Rewrite the data from its start through the line with "(1258, 762)", changing every "silo" to "bin" and leaving everything else as it is.
[Data start]
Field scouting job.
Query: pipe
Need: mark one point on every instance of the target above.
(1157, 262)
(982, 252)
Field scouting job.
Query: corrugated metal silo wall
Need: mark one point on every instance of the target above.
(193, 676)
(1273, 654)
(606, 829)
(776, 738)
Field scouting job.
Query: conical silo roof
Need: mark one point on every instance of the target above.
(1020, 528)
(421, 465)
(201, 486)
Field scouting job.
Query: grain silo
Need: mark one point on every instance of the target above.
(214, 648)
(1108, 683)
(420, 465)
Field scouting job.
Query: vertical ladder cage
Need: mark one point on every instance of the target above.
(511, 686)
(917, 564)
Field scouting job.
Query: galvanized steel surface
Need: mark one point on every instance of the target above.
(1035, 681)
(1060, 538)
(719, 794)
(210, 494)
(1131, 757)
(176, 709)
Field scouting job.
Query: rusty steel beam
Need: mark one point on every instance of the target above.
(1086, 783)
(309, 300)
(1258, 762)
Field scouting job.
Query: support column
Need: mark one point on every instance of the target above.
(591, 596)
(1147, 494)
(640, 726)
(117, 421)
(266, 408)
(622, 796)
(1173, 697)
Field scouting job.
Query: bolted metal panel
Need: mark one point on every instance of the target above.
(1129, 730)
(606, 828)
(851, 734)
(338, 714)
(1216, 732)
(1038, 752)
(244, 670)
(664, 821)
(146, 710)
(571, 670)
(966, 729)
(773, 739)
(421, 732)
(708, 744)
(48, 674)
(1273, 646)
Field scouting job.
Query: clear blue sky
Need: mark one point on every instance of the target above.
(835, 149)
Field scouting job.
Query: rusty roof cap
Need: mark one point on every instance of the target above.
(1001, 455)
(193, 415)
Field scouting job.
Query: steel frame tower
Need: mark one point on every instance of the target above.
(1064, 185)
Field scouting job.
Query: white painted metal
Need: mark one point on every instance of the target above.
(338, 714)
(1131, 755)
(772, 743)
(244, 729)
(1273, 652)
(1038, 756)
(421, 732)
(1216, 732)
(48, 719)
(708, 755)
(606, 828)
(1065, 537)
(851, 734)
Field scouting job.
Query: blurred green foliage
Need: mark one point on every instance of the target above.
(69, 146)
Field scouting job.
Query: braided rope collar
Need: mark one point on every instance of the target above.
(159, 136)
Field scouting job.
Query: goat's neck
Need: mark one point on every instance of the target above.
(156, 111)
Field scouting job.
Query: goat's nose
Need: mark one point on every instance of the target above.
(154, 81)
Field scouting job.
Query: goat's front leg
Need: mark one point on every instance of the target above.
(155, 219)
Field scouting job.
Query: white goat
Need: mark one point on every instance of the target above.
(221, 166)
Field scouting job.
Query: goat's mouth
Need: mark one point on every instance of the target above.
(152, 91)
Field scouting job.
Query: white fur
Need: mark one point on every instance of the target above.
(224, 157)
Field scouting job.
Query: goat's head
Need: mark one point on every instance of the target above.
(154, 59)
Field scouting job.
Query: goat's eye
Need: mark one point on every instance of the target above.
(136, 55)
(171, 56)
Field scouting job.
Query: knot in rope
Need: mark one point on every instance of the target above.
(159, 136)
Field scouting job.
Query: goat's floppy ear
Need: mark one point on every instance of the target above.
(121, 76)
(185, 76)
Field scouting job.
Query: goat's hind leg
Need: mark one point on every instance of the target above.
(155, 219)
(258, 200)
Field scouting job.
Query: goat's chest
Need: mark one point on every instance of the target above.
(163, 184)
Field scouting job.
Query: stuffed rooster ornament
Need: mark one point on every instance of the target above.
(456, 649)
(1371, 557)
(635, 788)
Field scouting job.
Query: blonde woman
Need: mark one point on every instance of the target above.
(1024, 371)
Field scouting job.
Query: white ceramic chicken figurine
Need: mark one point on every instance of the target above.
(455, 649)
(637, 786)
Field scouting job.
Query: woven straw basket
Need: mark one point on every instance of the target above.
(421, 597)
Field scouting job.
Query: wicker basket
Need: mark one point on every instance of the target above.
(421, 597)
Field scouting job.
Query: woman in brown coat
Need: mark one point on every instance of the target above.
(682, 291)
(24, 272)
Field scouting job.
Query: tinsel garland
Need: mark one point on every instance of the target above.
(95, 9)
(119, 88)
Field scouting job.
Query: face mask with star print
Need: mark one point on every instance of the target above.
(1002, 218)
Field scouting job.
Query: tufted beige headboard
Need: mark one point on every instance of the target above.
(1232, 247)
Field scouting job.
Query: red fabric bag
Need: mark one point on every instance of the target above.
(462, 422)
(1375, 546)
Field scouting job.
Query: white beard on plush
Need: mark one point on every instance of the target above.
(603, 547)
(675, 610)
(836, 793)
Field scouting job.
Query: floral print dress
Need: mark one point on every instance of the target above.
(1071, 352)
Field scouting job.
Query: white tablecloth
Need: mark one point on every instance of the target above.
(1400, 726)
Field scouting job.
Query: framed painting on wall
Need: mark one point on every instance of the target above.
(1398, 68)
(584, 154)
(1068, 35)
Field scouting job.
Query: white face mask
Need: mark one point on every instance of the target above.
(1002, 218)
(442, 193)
[Data end]
### Exercise result
Field scouting job.
Query: pipe
Need: mark one point on every instance of the target above.
(1157, 262)
(982, 252)
Field scouting job.
Query: corrugated metal bin wall
Need: mark one point on every instance of the target above.
(193, 676)
(1273, 654)
(606, 829)
(776, 738)
Field scouting job.
Query: conical bin roof
Need: mark one point on every instance of the target above.
(1020, 528)
(421, 465)
(201, 486)
Field scouting job.
Query: grain bin
Need: mark one point on every instance of the target above.
(214, 648)
(1108, 683)
(420, 465)
Field scouting job.
Query: vertical ladder cage
Need: mark one point on every instance of the target above.
(511, 686)
(917, 564)
Field scouting job.
Query: galvanized steel surface
Need: mark one point on every instance of the target above.
(1035, 681)
(1060, 538)
(719, 794)
(210, 494)
(1131, 757)
(176, 709)
Field scouting job.
Query: rusty steel beam
Need: mark one point on every instance of the target above.
(1086, 783)
(309, 300)
(1258, 762)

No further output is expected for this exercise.